◆ Exercise task ◆
Count the lines in the rows below that contain the string "hand", with case counting, and reply with only the number.

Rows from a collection
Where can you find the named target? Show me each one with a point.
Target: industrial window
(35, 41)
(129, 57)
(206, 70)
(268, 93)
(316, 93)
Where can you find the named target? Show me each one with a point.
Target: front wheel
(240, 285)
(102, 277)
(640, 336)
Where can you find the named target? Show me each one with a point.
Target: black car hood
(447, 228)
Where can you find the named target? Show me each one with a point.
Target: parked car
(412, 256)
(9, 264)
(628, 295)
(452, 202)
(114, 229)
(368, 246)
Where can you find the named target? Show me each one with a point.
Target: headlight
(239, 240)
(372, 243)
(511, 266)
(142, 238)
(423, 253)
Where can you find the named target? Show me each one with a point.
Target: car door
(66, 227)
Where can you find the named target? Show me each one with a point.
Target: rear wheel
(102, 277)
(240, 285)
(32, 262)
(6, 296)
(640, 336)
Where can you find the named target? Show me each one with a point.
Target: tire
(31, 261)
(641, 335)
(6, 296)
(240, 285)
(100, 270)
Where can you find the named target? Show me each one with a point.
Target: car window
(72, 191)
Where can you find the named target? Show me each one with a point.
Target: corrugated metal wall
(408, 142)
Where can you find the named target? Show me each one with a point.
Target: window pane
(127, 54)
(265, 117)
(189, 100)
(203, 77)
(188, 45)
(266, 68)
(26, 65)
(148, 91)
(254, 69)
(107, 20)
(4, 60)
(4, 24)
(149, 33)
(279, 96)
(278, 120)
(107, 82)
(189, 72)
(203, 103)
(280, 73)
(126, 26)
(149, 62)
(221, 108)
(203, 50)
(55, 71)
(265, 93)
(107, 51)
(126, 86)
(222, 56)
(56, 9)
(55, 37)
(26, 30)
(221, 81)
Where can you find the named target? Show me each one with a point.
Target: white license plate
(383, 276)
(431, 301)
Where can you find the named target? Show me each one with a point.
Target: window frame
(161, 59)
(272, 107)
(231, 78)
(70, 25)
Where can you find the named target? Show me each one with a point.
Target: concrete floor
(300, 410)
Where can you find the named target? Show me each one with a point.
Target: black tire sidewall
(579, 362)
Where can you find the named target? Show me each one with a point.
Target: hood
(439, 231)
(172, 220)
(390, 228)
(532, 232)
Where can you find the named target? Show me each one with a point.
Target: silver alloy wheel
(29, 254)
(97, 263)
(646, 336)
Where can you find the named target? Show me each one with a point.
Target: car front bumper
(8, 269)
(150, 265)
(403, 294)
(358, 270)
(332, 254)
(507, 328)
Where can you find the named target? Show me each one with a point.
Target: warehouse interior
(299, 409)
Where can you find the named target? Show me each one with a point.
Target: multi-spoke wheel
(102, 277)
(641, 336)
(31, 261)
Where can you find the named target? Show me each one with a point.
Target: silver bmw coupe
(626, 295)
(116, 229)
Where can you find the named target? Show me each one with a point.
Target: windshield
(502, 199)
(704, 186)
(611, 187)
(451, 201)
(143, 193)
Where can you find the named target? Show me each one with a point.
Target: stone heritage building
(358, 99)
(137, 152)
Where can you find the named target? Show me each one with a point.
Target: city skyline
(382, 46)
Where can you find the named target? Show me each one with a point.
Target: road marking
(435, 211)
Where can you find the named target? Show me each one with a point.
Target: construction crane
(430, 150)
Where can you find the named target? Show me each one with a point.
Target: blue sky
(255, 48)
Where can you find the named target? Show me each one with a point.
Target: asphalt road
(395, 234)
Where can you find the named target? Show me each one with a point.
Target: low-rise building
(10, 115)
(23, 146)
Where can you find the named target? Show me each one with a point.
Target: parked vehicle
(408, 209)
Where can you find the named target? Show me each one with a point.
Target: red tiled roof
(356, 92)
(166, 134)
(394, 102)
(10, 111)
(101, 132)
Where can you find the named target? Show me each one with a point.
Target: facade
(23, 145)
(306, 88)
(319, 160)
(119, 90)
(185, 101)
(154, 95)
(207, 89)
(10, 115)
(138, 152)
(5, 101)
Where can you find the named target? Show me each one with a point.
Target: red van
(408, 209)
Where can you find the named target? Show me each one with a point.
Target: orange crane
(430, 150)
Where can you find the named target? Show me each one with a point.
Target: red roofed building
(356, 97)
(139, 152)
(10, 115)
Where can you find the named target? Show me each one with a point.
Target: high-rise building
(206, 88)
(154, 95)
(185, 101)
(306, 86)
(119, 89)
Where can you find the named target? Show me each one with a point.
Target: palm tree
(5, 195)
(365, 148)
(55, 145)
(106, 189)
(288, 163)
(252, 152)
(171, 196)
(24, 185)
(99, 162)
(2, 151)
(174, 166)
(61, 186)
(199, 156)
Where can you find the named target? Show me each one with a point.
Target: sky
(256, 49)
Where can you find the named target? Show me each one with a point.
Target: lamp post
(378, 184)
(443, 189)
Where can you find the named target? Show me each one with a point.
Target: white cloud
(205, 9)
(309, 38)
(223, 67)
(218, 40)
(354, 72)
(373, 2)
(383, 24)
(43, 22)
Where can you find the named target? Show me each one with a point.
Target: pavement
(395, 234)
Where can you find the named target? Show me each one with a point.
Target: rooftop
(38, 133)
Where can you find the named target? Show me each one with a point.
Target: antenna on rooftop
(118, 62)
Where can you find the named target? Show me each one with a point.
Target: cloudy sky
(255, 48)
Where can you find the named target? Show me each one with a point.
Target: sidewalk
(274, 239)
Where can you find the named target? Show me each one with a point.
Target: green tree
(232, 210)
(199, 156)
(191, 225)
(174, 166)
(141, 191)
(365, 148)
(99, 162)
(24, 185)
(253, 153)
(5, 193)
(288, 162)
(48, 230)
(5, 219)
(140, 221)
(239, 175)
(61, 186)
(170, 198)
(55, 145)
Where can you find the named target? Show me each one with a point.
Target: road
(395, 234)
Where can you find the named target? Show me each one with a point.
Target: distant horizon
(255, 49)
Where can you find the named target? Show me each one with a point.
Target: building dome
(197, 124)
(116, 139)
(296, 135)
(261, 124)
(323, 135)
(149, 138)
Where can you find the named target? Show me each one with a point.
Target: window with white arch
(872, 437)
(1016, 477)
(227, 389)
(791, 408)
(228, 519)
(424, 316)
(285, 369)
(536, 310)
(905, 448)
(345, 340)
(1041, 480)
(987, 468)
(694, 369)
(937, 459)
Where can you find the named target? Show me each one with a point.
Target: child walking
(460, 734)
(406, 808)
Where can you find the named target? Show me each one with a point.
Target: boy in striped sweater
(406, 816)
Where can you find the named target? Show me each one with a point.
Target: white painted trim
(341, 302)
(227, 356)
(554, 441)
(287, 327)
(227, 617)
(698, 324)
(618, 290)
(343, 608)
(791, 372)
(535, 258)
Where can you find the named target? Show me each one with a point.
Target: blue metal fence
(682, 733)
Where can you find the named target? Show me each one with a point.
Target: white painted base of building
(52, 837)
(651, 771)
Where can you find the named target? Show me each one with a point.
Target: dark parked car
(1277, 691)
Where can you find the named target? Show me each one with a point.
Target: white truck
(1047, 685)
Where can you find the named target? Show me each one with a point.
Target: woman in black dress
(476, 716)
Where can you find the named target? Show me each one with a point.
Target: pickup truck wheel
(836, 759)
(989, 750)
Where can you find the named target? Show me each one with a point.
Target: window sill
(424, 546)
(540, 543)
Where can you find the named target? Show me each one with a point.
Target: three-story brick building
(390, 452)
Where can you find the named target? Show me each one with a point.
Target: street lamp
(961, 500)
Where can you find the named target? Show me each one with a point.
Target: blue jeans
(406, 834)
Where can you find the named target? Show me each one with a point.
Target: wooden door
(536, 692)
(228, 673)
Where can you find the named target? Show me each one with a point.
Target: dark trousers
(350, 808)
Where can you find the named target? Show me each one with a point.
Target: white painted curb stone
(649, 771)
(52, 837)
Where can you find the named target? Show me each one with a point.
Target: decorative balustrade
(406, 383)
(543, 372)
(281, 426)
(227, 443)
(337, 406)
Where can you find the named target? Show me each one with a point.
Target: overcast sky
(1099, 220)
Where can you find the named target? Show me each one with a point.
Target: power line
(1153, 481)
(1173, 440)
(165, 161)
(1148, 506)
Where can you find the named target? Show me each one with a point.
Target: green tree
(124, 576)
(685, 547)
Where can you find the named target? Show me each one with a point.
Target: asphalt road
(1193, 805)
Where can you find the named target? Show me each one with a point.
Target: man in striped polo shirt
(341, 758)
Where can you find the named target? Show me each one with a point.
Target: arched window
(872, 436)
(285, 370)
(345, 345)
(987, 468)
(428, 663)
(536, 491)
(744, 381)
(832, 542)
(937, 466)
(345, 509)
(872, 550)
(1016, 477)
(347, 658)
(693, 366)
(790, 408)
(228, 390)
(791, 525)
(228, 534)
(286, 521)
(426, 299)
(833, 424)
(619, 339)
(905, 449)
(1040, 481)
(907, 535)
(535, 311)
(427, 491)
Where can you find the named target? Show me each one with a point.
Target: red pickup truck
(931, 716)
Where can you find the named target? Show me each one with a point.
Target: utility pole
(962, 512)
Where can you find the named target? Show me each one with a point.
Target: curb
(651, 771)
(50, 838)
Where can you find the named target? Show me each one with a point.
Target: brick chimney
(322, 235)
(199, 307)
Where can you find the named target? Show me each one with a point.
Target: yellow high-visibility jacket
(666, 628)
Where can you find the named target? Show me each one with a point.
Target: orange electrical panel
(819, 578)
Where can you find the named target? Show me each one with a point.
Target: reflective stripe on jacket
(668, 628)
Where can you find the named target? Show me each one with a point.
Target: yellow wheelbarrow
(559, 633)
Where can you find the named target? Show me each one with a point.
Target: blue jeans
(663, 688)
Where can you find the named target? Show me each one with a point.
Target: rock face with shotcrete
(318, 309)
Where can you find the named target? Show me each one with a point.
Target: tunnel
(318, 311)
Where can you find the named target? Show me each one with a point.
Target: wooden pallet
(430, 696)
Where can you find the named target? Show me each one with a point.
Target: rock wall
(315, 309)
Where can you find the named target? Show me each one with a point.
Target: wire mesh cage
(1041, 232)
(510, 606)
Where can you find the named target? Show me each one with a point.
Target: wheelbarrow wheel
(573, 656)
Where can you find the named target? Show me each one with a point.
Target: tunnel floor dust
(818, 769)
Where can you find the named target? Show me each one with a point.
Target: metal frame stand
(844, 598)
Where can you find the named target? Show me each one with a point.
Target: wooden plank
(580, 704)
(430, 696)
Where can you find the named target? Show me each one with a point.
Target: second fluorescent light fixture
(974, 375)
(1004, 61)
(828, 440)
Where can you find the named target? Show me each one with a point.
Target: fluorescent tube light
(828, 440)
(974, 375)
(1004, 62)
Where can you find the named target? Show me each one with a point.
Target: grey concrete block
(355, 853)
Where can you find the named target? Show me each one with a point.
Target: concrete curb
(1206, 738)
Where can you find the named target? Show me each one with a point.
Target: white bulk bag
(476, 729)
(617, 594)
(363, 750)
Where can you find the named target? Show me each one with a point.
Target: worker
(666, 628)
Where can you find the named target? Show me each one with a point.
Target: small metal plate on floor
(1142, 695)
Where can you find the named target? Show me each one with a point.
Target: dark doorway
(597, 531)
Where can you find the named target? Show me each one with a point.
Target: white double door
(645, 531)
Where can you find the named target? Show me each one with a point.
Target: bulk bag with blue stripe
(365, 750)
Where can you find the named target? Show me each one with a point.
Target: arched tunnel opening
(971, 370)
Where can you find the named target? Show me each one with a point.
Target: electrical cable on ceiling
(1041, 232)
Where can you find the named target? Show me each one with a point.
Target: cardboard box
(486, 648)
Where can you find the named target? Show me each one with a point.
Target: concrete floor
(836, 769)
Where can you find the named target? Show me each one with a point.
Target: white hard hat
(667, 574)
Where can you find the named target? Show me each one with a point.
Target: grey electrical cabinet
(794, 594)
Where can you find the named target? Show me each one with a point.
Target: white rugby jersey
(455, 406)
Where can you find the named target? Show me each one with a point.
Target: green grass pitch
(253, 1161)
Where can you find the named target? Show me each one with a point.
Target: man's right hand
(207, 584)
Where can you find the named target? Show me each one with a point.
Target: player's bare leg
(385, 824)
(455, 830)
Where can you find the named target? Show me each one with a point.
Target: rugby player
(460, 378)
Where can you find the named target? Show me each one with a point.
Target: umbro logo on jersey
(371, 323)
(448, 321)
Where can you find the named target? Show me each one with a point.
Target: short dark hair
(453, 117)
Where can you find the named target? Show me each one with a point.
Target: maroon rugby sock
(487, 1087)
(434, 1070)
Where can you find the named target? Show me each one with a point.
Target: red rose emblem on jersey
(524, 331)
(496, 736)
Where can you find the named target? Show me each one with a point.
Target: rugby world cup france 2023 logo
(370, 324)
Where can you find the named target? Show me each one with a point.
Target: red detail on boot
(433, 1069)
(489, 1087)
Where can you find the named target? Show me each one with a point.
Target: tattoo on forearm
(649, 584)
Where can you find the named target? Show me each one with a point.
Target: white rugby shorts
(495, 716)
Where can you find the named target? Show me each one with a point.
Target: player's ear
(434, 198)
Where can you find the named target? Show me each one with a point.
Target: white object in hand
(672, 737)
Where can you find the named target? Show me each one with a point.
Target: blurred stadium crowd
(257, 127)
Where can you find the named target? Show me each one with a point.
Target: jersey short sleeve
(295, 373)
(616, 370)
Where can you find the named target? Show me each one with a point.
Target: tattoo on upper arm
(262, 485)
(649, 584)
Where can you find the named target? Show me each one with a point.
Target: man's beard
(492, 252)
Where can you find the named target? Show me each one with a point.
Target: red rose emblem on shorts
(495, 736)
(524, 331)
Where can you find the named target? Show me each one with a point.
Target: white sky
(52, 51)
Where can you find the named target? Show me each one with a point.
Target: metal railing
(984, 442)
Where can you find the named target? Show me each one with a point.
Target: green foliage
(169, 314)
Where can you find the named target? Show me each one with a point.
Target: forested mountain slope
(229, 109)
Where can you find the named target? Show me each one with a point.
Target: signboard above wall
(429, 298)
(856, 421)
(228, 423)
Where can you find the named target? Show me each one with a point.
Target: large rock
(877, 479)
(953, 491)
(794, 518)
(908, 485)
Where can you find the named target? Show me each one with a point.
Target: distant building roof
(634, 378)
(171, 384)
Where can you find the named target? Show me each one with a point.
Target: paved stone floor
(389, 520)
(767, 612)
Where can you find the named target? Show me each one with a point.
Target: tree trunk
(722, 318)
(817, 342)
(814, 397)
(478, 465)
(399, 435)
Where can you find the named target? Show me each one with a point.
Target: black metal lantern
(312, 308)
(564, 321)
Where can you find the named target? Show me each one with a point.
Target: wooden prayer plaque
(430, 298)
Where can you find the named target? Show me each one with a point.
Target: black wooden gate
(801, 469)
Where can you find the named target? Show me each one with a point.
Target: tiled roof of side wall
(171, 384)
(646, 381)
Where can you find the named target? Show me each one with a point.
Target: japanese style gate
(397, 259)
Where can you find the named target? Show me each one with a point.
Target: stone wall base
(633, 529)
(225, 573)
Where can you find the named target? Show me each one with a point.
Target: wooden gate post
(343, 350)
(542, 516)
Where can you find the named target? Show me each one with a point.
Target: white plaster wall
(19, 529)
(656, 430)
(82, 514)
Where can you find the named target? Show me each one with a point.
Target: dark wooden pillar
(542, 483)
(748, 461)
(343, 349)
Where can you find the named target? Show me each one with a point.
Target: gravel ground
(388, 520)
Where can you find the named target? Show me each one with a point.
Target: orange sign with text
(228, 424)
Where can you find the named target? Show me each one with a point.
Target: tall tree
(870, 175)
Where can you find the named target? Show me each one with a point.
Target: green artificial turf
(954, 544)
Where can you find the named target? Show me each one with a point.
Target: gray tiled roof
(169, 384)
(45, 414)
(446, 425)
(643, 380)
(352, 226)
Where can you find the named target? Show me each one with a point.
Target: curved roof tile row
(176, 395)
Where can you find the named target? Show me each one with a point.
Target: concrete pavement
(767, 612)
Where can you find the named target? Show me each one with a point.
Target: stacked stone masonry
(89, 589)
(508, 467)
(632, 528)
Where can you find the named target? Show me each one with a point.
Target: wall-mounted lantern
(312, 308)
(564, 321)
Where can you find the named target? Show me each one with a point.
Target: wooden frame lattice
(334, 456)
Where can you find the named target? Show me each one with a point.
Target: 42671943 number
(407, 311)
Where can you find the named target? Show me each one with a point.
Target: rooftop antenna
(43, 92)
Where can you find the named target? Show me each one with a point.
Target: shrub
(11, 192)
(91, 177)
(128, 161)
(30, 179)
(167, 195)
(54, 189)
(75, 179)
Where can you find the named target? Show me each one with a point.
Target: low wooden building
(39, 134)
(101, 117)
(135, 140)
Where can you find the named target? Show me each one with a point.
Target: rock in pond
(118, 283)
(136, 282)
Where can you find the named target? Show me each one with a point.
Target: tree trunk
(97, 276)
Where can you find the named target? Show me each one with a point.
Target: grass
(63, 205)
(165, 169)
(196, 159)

◆ Solution ◆
2